**WORK INSTRUCTIONS**
Resume the essay on network structure and human hierarchies from the point where it stops.

Face-Centred Squareness

But as humans, we are frightened by complexity, even as we embrace it. The structures we configure purposely into networks, i.e. their topologies, are simple-minded. As they grow beyond our designs, we fret like worried parents over the consequences of this growth and try to protect systems with firewalls and other barriers. Recall Alvin Toffler's comments about industrialization from the last episode of the series.

It is no coincidence that published maps of the Internet look like snowflakes or leaves (see the images famously generating by Bill Cheswick at AT&T) -- it is not that the Internet appears biological, the point is that these bio-structures are themselves networks. This is what networks look like when they emerge in the natural world purely as a result of mutually beneficial interaction. When engineers design networks they look quite different -- like stars and trees. Humans only build in this "organic" way when things are "out of control", i.e. when they are no longer designed by an engineer, but they "grow" following an economic principle of development rather than a regulated one. Why not? If these structures are so successful in nature, why don't we build like this? Perhaps we are small-minded.

Humans love to build centralized and hierarchical structures, whether in industries, governments or in armies. Possibly there is an social-anthropic reason for this (perhaps an expert, on reading this, will tell me the answer): there is evidence to show that people have evolved to work in groups of around thirty at the most. Once this size it exceeded, they tend to break up into sub-groups which cluster around a new leader. Another reason might be cultural, though the structure of families in which a family clusters around a dominant male (as attested to by the unfailingly nauseating and predictable references to "my father" or "daddy, daddy" (never "my mother" or "my family") at every tearful moment in American TV and film).

But there is an fascinating phenomenon going on here. Even if the size of our attention is limited, there is nothing obviously programmed into us that says how these groups must be organized, or is there? Well, roll up! Be amazed by our human propensity (perhaps desire) to subordinate ourselves before an authority figure. We behave like a bureaucracy of sheep in uniform. I always think of the scene from Monty Python's Life of Brian in which Brian tells the crowd: "Don't listen to me -- you have to think for yourselves", to which the crowd cheers in unison "Yes, yes! We must think for ourselves!".

Why command hierarchies? There is no evidence to suppose that such a structure is better than another. It is somewhat "natural" perhaps, like a dividing river or a branching tree, but it is far from robust. The tree structure has a certain clarity to it, but also great fragility. A tree is about not reproducing the same alternative twice. A branching tree is a clean, economical and logical separation of concerns, but the same properties also make it a structure of minimum redundancy and therefore quite fragile and blooming with bottleneck inefficiency.

Fig 1. From centralized star topology, to hierarchical centralization, to decentralized mesh topology.

**DATA PROVIDED**
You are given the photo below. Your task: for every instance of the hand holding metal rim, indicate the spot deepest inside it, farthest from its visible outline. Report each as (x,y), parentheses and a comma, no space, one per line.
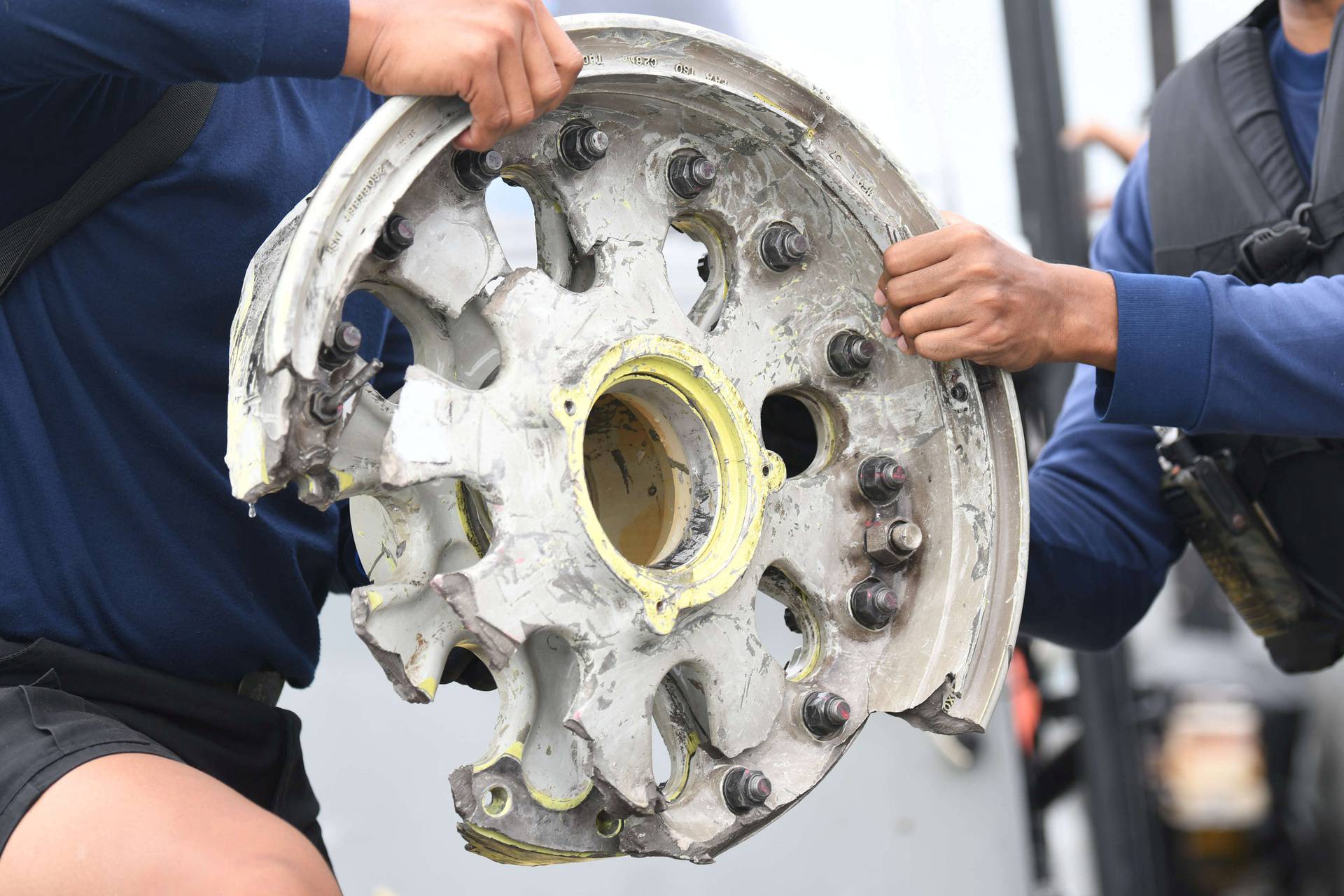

**WRITTEN ANSWER**
Create like a God, command like a King, and work like a Slave

In terms of overhead, we can see why subordination (i.e. centralization) is appealing -- if everyone follows a single master (Fig 1a), then there are only N-1 agreements instead of N(N-1)/2 in a community of N agents. And yet public keys have shown us that we can form peer to peer collaborations with only N agreements and a little skill. What about consistency?

Every piece of knowledge must start from somewhere. That means there is a source and a direction from which the information spreads. If there is only one source of information, then it must be consistent. Hence star-like topologies are perfect for local consistency. Q.E.D. If we move up a scale, then coordinating local communities according to a common policy can also be done from a single source, hence star-hierarchies solve the problem (fig 1b). Tradition wins the day.

So, fine, centralization is sufficient, if we assume that the chief of the network can handle the burden -- but is it necessary? The odds seem to be in favour of centralization. But is this good engineering? Let's look at this dipolar list:

  • Centralization (single source) versus delegatation
  • Top down versus bottom up
  • Hierarchical versus peer to peer
  • Data normalization versus data-mining

What if we look at surviable networks, like biological organisms. Biological "devices" evolved only to survive in a changing environment. How? Through redundant distributed networking, the opposite of centralization. Even though some few of our major organs are singular (brain and heart) there is still redundancy built in: we are amazed by stories of how people who have suffered brain injuries learn, for the most part, to reroute their brain functions due to the phenomenal inbuilt redundancy. The single points of failure (spinal cord, heart, etc) are still our greatest weaknesses and these things limit our growth.

But surely all this redundancy and variation is much too expensive to maintain! I quote Toffler once again: ``As technology becomes more sophisticated, the cost of introducing variations declines.'' Recall that the fear Toffler spoke of in industrialization was precisely that mass-production would lead to an inflexible lack of choice in a market -- that you could have any colour as long as it was black. Well, he also argued that this was nonsense once you have technology, because that is when you really can afford to make things cheaply.

So do we see any such technologies that diversify the playing field for configuration management? Indeed, we have various levels of automation tools from SNMP based Tivoli and Openview to policy-template configuration tools like Cfengine, LCFG, Pikt and the web-based interfaces provided by a variety of operating systems. Although SNMP is now widely regarded as a failure (even by the IETF) for everything with the possible exception of monitoring, the template-based tools albeit imperfectly enable great variability in mass-produced environments. The largest cfengine installations, for instance, run into the tens of thousands on a single site, some with large variations from laptops to supercomputers. Clearly variation-management is no longer a real issue for technology. Let's see how it comes about.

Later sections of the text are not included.